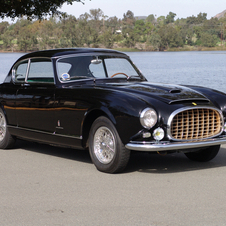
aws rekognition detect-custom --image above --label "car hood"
[103,82,209,104]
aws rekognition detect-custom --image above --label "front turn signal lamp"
[140,108,157,129]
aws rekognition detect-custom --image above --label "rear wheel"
[0,109,15,149]
[89,116,130,173]
[185,145,220,162]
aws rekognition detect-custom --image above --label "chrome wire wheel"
[93,126,116,164]
[0,112,6,142]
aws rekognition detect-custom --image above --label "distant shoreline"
[0,46,226,53]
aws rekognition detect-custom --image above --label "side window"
[89,59,106,78]
[105,58,138,78]
[57,56,94,82]
[13,60,28,82]
[27,58,54,83]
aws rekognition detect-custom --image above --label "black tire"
[185,145,220,162]
[0,109,16,149]
[89,116,130,173]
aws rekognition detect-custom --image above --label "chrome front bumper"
[125,136,226,152]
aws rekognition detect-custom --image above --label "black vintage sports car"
[0,48,226,173]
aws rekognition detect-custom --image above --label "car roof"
[19,48,128,60]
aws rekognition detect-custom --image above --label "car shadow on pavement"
[15,140,92,163]
[15,140,226,174]
[125,147,226,174]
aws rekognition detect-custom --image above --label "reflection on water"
[0,51,226,92]
[128,51,226,92]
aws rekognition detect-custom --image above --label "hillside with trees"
[0,9,226,52]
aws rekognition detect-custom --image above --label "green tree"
[165,12,177,24]
[0,0,88,19]
[200,33,219,47]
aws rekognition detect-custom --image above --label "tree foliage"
[0,0,86,19]
[0,9,226,52]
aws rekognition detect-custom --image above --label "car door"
[15,58,55,133]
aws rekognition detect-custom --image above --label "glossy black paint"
[0,49,226,152]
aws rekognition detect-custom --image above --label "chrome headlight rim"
[140,107,158,129]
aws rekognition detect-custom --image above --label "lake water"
[0,51,226,92]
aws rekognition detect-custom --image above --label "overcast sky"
[61,0,226,19]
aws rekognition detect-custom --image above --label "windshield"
[57,56,143,82]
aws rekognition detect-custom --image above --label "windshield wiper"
[127,75,141,80]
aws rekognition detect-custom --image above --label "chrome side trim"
[167,106,224,141]
[125,136,226,152]
[7,125,82,140]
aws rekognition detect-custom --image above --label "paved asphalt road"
[0,141,226,226]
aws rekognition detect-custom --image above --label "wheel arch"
[82,108,116,148]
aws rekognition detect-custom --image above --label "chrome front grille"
[169,108,222,140]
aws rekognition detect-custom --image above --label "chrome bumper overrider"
[125,136,226,152]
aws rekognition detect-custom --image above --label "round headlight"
[153,127,165,141]
[140,108,157,129]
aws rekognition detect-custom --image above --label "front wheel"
[185,145,220,162]
[89,116,130,173]
[0,109,15,149]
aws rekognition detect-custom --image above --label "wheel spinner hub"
[94,127,115,164]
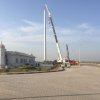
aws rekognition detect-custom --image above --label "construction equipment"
[65,44,71,68]
[44,4,65,68]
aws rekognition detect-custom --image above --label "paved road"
[0,66,100,100]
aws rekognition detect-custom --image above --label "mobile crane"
[44,4,67,69]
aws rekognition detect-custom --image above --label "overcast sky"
[0,0,100,61]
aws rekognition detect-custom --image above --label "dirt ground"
[0,65,100,100]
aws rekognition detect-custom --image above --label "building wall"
[6,51,35,67]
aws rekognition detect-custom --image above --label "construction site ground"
[0,65,100,100]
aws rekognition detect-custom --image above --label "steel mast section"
[45,4,63,63]
[66,44,70,61]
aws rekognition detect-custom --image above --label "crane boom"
[66,44,70,61]
[45,4,63,62]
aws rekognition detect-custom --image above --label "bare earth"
[0,66,100,100]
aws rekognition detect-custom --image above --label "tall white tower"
[44,8,47,61]
[0,42,6,68]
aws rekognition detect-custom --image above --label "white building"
[0,42,35,68]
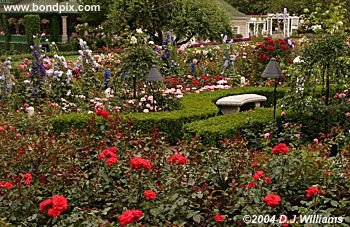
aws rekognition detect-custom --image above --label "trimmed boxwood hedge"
[184,108,282,146]
[50,87,287,143]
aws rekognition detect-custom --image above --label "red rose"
[117,132,124,138]
[0,181,13,190]
[201,74,208,80]
[253,170,266,180]
[39,195,68,218]
[214,214,225,222]
[96,109,109,118]
[305,186,323,198]
[118,210,143,226]
[106,158,118,166]
[252,162,259,166]
[192,80,200,86]
[260,54,269,63]
[130,157,152,170]
[98,147,118,166]
[52,195,68,212]
[263,177,272,184]
[247,181,256,189]
[264,194,281,208]
[108,147,118,154]
[143,190,157,200]
[39,199,52,212]
[272,143,288,154]
[323,171,332,176]
[168,154,188,164]
[47,208,62,218]
[5,182,13,190]
[23,173,33,185]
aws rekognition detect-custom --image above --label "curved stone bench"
[216,94,267,115]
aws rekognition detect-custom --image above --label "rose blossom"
[263,194,281,208]
[214,214,225,222]
[272,143,288,154]
[118,210,143,226]
[143,190,157,200]
[168,154,188,164]
[305,185,322,198]
[130,157,152,170]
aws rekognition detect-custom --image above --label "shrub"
[184,108,281,146]
[50,87,285,143]
[24,14,40,43]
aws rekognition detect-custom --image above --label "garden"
[0,0,350,227]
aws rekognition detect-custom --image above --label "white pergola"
[247,8,299,37]
[266,8,299,37]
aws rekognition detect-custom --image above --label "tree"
[24,14,40,44]
[80,0,113,25]
[108,0,230,43]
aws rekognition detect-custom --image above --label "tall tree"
[80,0,113,25]
[108,0,230,43]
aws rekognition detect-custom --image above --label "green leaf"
[150,208,161,216]
[192,214,201,223]
[170,193,179,201]
[331,200,339,207]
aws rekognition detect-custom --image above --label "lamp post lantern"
[261,58,284,119]
[146,65,163,112]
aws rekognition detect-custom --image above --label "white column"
[245,22,250,38]
[270,18,273,35]
[61,16,68,43]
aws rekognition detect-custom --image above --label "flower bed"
[50,87,284,143]
[0,111,350,226]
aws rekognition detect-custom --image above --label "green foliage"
[304,1,347,34]
[120,31,157,88]
[184,108,281,146]
[50,15,59,42]
[2,14,11,50]
[80,0,113,25]
[285,34,350,131]
[109,0,230,44]
[0,110,350,226]
[50,87,284,143]
[24,14,40,43]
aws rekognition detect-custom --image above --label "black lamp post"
[146,65,163,112]
[261,58,284,119]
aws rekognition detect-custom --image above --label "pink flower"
[214,214,225,222]
[247,181,256,189]
[168,154,188,164]
[264,133,271,139]
[253,170,266,180]
[143,190,157,200]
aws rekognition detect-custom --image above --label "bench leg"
[220,106,240,115]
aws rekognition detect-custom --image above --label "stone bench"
[216,94,267,115]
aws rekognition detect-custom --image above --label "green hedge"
[184,108,282,146]
[50,87,286,143]
[24,14,40,43]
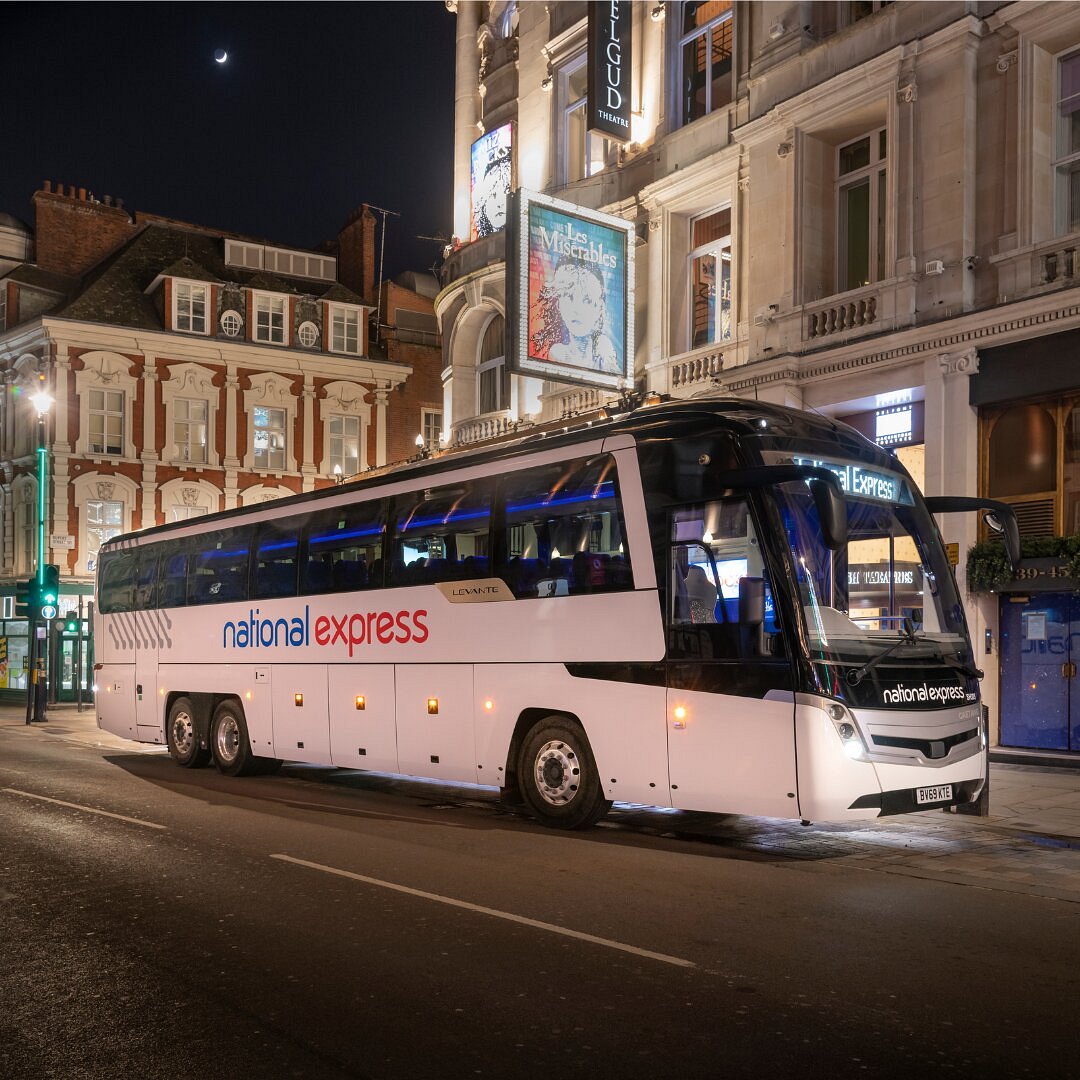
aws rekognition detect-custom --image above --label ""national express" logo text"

**Your goal**
Pull out each line of the items above that contains the word "water", keeping them in their original order.

**Reply to the task**
aws rekognition detect-custom --image above --label "reflection on water"
aws rekognition detect-custom --image above --label "lake water"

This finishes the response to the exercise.